===== Extracted text

Lecture 8

Simulation

A quick overview before our last lecture!

How to deal with uncertainty?

  • So far, we have seen different tools to communicating an uncertain outcome (i.e., a random variable):

    • Probability mass or density function.
    • Odds.
    • Mode.
    • Entropy.
    • Mean.
    • Variance/standard deviation.

However…

  • Sometimes, it is difficult to compute them.
  • In these situations, we can use simulation.

  • Note this lecture will be conducted in R and Python.

Today’s Learning Goals

By the end of this lecture, we will be able to…

  • Generate a random sample from a discrete distribution in both R and Python.
  • Reproduce the same random sample each time you re-run your code in either R or Python by setting the seed or random state.
  • Evaluate whether or not a set of observations are independent and identically distributed (iid).

And…

  • Use simulation to approximate distribution properties (e.g., mean and variance) using empirical quantities, especially for random variables involving multiple other random variables.
  • Argue why simulations can approximate true properties of a stochastic quantity.

Outline

  1. Review on Random Samples
  2. Seeds
  3. Generating Random Samples: Code
  4. Running Simulations
  5. Multi-Step Simulations

1. Review on Random Samples

  • A random sample is a collection of random outcomes/variables.
  • A random sample of size \(n\) is usually depicted as \(X_1, \ldots, X_n\).
  • Some examples of random samples are listed as follows:
    • The outcomes of ten dice rolls (\(n = 10\)).
    • The daily high temperature in Vancouver for each day of the year (\(n = 365\)).

Heads-up!

  • Unless we make additional sampling assumptions, a default random sample is said to be independent and identically distributed (or iid).
  • Moreover, the word stochastic refers to having some uncertain outcome.
  • The opposite of stochastic is deterministic: an outcome that will be known with 100% certainty.

2. Seeds

  • Computers cannot actually generate truly random outcomes.
  • Instead, they use something called pseudorandom numbers.

==========
===== Provided records

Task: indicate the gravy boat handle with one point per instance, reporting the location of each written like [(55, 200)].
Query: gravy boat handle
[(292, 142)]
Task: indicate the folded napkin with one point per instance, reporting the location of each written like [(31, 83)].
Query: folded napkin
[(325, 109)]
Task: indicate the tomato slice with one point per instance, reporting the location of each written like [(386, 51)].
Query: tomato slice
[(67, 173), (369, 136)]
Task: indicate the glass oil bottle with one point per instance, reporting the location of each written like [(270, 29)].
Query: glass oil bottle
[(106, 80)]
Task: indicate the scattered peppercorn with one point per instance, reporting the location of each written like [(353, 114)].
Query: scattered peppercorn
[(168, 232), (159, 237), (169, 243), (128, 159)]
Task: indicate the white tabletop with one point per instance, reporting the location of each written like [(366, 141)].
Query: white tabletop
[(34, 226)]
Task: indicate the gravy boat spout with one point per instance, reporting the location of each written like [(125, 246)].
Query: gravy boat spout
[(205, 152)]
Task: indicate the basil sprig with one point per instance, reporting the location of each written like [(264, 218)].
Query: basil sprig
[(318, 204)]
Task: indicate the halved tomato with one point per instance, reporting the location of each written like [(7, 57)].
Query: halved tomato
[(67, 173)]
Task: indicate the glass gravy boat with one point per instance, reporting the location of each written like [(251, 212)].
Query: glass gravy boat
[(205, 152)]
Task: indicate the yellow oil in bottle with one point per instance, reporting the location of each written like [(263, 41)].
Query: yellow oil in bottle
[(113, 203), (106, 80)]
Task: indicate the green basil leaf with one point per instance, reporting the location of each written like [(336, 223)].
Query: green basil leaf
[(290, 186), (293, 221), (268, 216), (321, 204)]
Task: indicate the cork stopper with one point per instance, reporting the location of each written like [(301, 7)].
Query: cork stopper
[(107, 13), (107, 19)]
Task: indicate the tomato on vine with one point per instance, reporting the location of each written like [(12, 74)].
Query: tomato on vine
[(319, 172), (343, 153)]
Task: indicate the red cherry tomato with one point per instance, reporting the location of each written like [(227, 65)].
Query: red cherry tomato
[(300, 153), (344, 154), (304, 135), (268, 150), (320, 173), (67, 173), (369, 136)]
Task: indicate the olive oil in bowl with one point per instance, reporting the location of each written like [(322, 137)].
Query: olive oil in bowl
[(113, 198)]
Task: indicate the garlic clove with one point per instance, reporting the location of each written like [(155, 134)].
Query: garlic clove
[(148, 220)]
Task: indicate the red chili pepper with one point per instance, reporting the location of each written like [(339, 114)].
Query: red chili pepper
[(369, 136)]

==========

■ **Your instructions**
According to the simulation lecture, what do computers use because they cannot generate truly random outcomes?

■ **Task output**
Pseudorandom numbers.